_Directions_
Starting at the top of the material and going on through the line with "79, 93, 128, 142", write those lines out again, including the lines that hold no coordinates, and add -124 to every box coordinate.

_Stored rows_
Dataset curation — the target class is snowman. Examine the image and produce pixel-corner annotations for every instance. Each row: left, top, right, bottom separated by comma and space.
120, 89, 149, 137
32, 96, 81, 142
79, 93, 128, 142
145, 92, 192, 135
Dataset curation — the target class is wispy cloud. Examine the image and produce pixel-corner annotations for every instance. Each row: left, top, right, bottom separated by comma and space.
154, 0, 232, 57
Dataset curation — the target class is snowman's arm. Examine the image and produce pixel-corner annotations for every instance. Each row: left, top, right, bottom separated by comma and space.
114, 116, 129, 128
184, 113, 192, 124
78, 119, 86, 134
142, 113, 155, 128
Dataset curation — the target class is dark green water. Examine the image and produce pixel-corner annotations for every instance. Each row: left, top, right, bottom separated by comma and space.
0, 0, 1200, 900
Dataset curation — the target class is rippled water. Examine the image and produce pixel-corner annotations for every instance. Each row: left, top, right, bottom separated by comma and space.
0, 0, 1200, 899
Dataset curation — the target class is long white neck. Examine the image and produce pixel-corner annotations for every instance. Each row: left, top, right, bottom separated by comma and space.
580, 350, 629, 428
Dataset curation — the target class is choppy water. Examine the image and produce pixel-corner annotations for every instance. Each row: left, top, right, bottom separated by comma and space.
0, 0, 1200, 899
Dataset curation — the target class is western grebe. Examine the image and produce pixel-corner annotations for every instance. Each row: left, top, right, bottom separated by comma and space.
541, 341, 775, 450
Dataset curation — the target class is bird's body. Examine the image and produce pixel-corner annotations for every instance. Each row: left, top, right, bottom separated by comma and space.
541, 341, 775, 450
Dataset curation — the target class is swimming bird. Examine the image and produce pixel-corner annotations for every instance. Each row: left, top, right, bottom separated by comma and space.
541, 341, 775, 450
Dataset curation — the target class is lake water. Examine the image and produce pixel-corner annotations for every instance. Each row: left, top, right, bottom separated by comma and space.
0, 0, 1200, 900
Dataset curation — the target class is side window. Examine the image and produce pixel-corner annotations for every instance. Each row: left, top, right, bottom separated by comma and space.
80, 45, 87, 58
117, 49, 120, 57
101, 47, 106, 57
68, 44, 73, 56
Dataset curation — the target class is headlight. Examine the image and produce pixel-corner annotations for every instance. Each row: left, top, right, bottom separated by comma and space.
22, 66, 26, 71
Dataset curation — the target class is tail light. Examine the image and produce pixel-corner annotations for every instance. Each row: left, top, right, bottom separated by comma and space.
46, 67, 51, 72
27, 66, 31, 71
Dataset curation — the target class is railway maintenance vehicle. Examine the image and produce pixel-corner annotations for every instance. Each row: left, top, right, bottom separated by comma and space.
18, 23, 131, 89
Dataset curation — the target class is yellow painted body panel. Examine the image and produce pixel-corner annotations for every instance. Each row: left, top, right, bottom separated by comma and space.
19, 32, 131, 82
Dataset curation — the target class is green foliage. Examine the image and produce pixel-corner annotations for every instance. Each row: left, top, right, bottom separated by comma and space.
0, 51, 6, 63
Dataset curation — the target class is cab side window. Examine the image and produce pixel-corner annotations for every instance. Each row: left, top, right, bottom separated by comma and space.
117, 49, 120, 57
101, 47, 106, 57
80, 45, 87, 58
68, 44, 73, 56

_Answer below_
Dataset curation — the target class is snowman. Examine the image and produce pixel-corner annotations for every instance. Each row: left, top, right, bottom separated by comma and space.
-4, -35, 25, 13
-92, -28, -43, 18
-45, -31, 4, 18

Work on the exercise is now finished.